(Stored items)
□ □ □

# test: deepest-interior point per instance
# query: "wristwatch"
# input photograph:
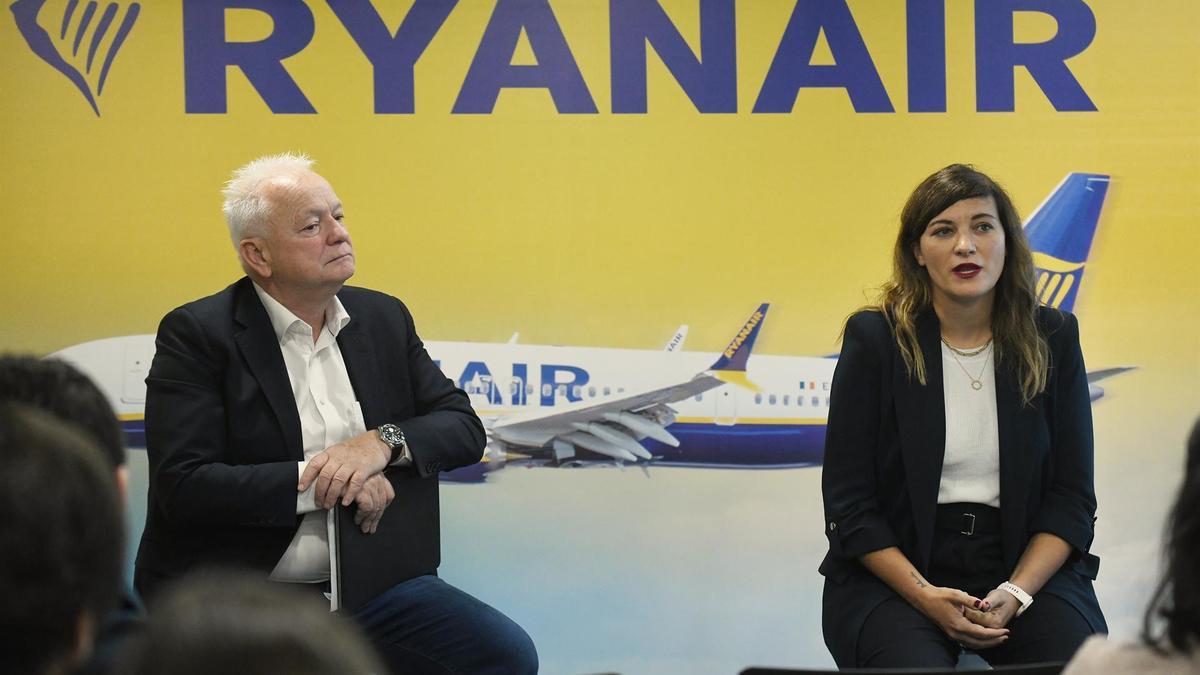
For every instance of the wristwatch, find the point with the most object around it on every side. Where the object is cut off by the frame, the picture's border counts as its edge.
(394, 437)
(1019, 593)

□ □ □

**Stated task:** Please rewrite all of the material above line for line, adding 123 to each coordinate in the answer points. Leave out the pictures.

**Response:**
# test: deepest-interior point per instance
# query: "wristwatch"
# input photograph:
For every instance of the wristwatch, find the point with the most object around it on every side. Where the object is cut off by the frame, the picture's border counts as its edge.
(517, 560)
(1142, 716)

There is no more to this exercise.